START EXCERPT PROVIDED
# Hypothesis

### Can an algorithm save the USPTO money by more accurately classifying a patent application than the human contractor that the USPTO pays? (target US classification and IPC classification and assign it to the right art unit)

Years ago the classification of newly filed US patent applications was done by USPTO employees.  But at some point a decision got made within the USPTO to outsource the classification process for new patent applications.  Since then, the classification has been carried out by a government contractor.   The contractor often misclassifies cases — in our recent experience this happens about 10% of the time.  When it happens, the case has to be transferred from one art unit to another.  Normally this only delays things by a week or two.  I am not sure what exactly went wrong with all seven of SPE V’s efforts to kick the case.  But as of today he has not managed to get rid of the case despite four months of trying. [source](http://www.ipwatchdog.com/2014/03/11/when-uspto-classifies-an-application-incorrectly/id=48457/)

# Import data
Bulk patent data from USPTO is in JSON or XML format. I decided to go with JSON. No specific reason.
END EXCERPT PROVIDED
START RAW DATA
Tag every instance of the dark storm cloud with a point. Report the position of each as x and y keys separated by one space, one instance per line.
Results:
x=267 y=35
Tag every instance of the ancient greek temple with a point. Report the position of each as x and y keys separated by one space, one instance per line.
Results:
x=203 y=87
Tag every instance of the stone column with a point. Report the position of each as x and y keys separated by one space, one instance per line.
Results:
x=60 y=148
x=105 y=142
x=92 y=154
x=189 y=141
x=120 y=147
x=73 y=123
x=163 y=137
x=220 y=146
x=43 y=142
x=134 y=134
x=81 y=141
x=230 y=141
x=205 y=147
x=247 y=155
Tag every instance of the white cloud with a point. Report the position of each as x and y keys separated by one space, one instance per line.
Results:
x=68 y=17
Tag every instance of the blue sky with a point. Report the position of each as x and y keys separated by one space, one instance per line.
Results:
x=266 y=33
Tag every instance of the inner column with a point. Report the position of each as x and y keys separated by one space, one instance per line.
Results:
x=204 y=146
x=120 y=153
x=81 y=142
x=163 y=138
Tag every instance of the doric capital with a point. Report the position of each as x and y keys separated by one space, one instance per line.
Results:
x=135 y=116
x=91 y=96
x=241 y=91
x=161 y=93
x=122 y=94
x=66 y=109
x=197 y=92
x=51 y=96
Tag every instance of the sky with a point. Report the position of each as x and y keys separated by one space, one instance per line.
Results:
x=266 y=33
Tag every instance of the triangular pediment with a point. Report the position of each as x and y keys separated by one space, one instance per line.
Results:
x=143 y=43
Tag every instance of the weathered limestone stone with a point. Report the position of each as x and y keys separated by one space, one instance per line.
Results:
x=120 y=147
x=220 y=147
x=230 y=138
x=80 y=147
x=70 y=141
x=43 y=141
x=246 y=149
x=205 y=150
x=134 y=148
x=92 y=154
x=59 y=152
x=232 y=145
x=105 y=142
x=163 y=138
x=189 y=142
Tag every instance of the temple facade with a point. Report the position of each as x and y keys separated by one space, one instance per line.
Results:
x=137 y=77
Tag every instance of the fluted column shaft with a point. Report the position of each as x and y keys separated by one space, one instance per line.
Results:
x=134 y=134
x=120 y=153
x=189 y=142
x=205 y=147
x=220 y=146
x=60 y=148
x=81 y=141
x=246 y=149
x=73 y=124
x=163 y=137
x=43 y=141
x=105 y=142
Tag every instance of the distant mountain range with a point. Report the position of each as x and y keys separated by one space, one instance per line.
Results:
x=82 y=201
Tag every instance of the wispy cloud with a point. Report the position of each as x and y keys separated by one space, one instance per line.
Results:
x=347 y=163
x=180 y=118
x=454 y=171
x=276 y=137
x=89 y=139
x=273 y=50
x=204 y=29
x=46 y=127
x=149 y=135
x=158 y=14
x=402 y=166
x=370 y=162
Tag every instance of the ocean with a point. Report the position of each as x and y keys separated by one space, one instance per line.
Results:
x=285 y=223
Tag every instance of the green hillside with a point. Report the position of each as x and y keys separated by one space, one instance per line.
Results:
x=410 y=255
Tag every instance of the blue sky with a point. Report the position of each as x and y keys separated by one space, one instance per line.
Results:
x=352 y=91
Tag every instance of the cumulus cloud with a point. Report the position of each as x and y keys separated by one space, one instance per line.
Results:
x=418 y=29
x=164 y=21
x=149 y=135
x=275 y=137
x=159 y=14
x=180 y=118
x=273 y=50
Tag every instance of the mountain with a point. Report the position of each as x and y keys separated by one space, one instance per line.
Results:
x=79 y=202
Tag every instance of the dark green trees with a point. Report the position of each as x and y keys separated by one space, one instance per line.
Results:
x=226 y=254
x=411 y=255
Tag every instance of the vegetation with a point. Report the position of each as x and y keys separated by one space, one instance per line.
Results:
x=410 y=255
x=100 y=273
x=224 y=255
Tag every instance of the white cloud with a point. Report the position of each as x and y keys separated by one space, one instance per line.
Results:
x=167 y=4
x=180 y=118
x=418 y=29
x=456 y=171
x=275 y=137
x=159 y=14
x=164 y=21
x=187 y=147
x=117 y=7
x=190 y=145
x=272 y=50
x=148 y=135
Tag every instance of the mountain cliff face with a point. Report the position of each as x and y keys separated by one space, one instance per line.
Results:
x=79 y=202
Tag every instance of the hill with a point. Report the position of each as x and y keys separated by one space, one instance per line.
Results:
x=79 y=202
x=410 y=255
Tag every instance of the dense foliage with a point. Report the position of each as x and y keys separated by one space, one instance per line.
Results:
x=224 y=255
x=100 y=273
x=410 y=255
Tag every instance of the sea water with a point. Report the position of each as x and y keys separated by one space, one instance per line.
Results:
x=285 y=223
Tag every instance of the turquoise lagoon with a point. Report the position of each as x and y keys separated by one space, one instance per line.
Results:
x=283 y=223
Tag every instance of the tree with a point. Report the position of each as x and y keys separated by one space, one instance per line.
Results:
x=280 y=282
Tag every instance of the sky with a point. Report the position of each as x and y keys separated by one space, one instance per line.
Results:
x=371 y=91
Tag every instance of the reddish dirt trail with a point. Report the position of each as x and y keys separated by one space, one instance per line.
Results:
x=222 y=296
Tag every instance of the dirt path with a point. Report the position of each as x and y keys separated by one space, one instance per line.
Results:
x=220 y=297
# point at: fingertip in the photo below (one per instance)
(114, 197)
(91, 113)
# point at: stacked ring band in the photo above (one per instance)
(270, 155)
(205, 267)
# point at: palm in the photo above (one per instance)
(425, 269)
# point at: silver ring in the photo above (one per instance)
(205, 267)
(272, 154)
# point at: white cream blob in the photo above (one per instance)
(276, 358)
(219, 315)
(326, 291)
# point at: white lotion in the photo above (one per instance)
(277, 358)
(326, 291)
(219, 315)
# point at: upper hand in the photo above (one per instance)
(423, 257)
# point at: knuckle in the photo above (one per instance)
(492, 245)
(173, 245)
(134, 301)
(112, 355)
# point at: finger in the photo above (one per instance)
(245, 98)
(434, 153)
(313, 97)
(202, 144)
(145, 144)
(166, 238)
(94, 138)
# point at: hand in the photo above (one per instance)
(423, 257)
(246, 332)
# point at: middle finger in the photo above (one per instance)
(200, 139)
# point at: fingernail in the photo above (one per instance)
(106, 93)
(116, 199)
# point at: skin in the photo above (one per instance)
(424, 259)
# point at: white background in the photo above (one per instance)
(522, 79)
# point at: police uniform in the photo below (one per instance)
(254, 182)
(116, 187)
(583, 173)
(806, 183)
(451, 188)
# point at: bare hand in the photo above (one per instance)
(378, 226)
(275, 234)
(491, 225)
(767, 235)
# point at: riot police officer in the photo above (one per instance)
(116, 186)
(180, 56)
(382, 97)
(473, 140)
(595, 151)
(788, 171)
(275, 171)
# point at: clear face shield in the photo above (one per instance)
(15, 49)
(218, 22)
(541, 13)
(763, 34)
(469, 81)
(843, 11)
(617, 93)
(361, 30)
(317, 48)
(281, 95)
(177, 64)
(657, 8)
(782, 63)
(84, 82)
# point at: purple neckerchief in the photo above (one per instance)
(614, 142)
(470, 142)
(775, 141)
END RAW DATA
=== GIVEN TASK ===
Please return the part of the patent classification text starting with "### Can an algorithm" and going on through "right art unit)", word for word.

=== RESPONSE TO THE TASK ===
### Can an algorithm save the USPTO money by more accurately classifying a patent application than the human contractor that the USPTO pays? (target US classification and IPC classification and assign it to the right art unit)